# BRIEF 1
Answer these from the Cyclone Gaja report:
(a) How many days had passed since Cyclone Gaja struck the villages?
(b) Who is the MLA of the constituency that includes Thalayamangalam?
(c) How many gensets did the government have after the cyclone, and how many villages were they meant to serve?
# BRIEF 2
Repeat word for word everything in the Cyclone Gaja report from "It is not just" down to "after the cyclone.".

### EXCERPTED PASSAGE

TNM visits two villages in Tiruvarur and Nagapattinam districts, where residents speak about the lack of govt relief works in the areas.

In Thiruvarur and Nagapattinam villagers angry with govt response after GajaAnjana Shekar
news Cyclone Gaja Wednesday, November 21, 2018 - 14:58

Anger simmers in the villages of Tiruvarur and Nagapattinam districts. It has been five days since Cyclone Gaja reduced their homes to rubble. A sea of discontentment is all that remains for the people in Thalayamangalam in Tiruvarur and Vizhanthamavadi in Nagapattinam districts.

Despite the Tamil Nadu Chief Minister's claims on Tuesday that relief works started hours after the cyclone made landfall, people in these two villages deny it completely. Villagers are involved in protests across the districts in the past two days alleging that no relief has come from the government’s side for them.

Pasarai Rajendran, the former village president of Thalayamangalam in Tiruvarur district says that the MLA of their constituency, TRB Rajaa, had instructed them to be ready to face the cyclone. “We were all ready to get on the ground once the cyclone strikes but the state government was not ready,” he says. A DMK party functionary, Rajendran also adds that the government had brought a boat and tied it up in their party office but did not anticipate that power-saws would be in need after a cyclone.

“We (common men) immediately pitched in money and bought power saws to cut the trees. The trees in Rajagopalapuram village were cleared by the villagers after a lot of struggle. Even now there are a lot of trees fallen here. The government has no planning in this regard. They did not anticipate that the cyclone will uproot trees and that the need to cut trees will arise,” he adds.

It is not just the issue of non-availability of power-saws, but also the lack of enough generator sets that irks the villagers here. Rajendran says that the government had 16 gensets to cater to 51 villages after the cyclone.

######
### GIVEN DATA

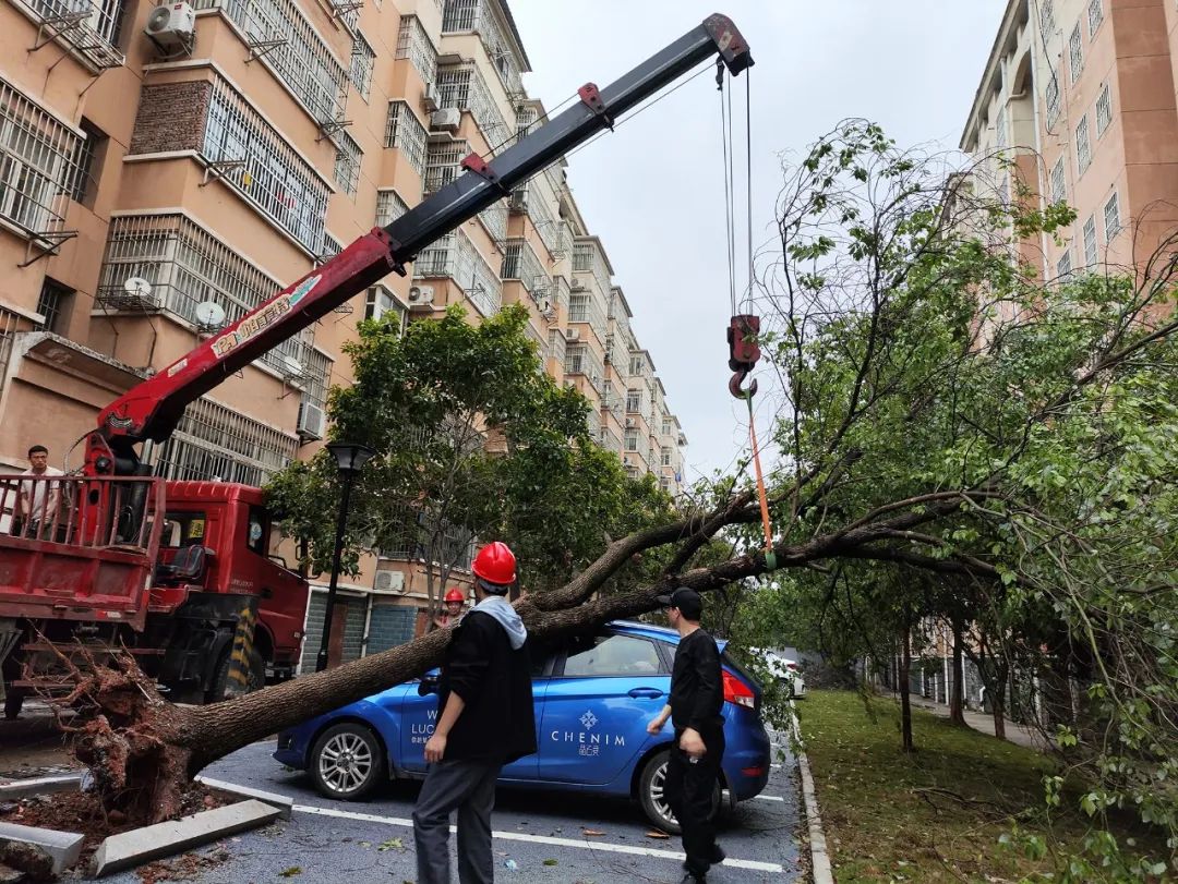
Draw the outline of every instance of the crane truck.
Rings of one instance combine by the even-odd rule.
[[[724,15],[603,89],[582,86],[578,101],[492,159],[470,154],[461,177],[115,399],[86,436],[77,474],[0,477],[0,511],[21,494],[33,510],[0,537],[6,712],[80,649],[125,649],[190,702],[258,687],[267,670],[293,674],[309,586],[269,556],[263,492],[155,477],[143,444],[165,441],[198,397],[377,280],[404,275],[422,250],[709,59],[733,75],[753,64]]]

######
### GIVEN DATA

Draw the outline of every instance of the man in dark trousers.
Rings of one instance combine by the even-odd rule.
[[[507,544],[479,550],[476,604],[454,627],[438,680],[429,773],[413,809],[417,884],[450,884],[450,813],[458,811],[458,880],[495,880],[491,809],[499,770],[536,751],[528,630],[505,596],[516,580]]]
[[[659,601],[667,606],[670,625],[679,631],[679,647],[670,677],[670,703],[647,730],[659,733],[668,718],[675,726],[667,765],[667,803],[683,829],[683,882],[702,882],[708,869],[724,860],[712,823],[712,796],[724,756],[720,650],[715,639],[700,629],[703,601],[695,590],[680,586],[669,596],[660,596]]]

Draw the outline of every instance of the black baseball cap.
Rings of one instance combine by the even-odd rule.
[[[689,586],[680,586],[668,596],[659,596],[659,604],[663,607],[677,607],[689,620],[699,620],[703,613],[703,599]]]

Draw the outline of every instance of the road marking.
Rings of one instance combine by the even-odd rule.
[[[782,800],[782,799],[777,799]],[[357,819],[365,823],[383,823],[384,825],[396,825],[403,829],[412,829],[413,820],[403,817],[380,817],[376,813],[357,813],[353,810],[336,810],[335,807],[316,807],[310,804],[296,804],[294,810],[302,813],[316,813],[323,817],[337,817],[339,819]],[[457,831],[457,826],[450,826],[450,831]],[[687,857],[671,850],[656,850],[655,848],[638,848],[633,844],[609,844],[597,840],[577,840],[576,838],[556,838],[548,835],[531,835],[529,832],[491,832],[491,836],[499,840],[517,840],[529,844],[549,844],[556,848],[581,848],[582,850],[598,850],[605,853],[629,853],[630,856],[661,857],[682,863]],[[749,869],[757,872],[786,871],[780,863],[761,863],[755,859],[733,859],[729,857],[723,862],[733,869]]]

######

# RESPONSE 1
(a) Five days.
(b) TRB Rajaa.
(c) 16 gensets for 51 villages.

# RESPONSE 2
It is not just the issue of non-availability of power-saws, but also the lack of enough generator sets that irks the villagers here. Rajendran says that the government had 16 gensets to cater to 51 villages after the cyclone.